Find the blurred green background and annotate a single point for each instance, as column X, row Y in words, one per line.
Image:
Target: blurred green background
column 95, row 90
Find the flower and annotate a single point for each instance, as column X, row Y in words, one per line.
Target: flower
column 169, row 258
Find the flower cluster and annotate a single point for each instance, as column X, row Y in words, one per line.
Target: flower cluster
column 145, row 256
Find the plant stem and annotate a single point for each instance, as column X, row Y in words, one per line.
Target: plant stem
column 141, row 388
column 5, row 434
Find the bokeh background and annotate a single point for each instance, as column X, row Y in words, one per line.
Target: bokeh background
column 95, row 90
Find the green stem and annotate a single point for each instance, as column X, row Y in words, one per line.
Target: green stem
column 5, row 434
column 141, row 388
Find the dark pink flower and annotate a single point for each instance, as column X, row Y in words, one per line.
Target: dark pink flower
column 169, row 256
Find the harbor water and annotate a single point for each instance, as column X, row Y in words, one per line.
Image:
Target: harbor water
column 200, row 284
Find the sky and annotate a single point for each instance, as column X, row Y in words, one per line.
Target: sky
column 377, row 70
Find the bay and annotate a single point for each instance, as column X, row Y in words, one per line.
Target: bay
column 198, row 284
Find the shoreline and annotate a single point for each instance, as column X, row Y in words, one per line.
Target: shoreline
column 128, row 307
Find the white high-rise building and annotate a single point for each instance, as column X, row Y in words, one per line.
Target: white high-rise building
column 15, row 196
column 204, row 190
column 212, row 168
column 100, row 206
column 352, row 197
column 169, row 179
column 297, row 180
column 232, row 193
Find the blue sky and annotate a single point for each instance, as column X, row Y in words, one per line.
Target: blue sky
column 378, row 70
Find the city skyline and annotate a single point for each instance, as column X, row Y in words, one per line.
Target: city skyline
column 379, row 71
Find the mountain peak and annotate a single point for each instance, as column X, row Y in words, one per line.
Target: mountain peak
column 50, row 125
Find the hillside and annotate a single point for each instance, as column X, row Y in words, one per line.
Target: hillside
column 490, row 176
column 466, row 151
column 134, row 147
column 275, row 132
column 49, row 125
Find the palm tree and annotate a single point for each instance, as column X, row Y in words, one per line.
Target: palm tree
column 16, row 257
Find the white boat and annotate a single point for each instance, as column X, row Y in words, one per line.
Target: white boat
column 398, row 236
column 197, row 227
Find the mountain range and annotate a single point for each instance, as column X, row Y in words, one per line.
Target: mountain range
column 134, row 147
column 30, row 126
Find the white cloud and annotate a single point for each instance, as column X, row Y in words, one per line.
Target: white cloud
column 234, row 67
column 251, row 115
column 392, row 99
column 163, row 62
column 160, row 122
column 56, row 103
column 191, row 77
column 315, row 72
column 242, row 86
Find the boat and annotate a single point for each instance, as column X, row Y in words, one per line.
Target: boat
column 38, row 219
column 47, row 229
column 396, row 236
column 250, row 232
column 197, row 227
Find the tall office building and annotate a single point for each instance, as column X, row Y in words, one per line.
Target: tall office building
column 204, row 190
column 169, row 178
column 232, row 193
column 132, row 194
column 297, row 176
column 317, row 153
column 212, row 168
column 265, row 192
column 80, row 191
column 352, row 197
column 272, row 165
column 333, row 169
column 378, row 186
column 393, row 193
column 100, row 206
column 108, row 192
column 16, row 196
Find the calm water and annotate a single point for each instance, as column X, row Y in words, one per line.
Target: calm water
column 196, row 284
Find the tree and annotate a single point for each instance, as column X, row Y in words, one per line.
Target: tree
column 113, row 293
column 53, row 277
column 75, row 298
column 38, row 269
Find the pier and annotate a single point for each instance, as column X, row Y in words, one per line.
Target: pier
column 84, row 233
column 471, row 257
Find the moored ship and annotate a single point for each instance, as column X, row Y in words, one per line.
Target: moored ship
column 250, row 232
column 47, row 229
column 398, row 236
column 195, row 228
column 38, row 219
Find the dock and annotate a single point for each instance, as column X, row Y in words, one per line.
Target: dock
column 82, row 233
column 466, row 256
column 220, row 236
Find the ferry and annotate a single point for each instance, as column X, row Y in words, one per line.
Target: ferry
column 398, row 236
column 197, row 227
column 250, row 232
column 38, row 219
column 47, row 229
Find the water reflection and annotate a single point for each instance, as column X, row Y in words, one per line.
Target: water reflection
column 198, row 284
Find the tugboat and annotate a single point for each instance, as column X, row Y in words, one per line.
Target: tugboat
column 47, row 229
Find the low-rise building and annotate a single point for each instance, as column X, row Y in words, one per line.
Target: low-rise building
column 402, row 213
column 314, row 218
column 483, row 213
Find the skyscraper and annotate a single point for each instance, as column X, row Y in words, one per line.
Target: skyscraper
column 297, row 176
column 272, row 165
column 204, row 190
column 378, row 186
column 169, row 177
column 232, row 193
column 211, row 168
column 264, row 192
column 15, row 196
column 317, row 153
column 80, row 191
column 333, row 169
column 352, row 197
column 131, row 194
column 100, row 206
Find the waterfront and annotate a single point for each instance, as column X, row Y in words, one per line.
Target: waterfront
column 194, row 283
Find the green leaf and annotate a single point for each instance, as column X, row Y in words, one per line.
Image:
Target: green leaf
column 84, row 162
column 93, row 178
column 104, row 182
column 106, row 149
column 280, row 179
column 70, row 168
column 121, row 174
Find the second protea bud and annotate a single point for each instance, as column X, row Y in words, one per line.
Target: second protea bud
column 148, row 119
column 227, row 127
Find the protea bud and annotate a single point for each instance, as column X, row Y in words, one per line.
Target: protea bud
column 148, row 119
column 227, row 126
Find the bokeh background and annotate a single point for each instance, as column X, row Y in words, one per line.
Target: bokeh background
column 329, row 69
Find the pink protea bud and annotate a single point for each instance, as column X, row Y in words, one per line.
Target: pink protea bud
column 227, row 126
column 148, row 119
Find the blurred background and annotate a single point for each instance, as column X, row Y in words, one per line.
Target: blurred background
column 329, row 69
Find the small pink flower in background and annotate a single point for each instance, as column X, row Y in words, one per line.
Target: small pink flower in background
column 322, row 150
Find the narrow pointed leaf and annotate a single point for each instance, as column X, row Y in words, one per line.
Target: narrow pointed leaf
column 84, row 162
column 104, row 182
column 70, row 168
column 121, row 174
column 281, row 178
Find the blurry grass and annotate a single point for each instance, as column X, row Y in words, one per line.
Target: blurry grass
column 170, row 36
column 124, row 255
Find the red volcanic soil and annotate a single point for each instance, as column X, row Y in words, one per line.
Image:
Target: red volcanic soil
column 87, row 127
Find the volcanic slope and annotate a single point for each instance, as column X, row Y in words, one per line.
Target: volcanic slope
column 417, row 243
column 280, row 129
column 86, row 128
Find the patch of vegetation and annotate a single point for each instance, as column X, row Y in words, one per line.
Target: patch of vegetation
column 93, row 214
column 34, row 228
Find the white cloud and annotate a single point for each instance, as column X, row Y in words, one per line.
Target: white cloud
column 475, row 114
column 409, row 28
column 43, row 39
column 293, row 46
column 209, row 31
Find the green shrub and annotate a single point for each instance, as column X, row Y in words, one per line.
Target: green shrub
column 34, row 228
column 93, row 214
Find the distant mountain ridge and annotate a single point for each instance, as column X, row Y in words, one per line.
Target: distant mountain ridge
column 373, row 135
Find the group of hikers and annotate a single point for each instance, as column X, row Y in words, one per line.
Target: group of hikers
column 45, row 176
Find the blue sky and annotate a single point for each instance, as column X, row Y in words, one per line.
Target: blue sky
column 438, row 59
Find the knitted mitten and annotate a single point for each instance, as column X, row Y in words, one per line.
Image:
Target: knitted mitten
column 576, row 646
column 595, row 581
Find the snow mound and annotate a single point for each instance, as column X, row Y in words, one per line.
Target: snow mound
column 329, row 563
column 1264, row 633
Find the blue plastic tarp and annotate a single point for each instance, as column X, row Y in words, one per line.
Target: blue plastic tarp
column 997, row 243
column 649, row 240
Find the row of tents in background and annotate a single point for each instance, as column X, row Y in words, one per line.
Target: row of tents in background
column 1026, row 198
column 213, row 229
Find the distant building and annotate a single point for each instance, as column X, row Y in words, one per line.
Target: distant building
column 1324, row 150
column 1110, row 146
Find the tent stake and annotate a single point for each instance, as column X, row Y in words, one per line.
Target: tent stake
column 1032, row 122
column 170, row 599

○ ○ ○

Within the listing above, extract exactly the lines from the line with "Find the green shrub" to the line with "Find the distant mountain", the two named lines included, and no others.

▶ _EXERCISE RESPONSE_:
Find the green shrub and annotate a single point for each instance, as column X, row Y in words, one per line.
Target: green shrub
column 34, row 228
column 93, row 214
Find the distant mountain ridge and annotate a single point for each instance, as column X, row Y in words, one per line.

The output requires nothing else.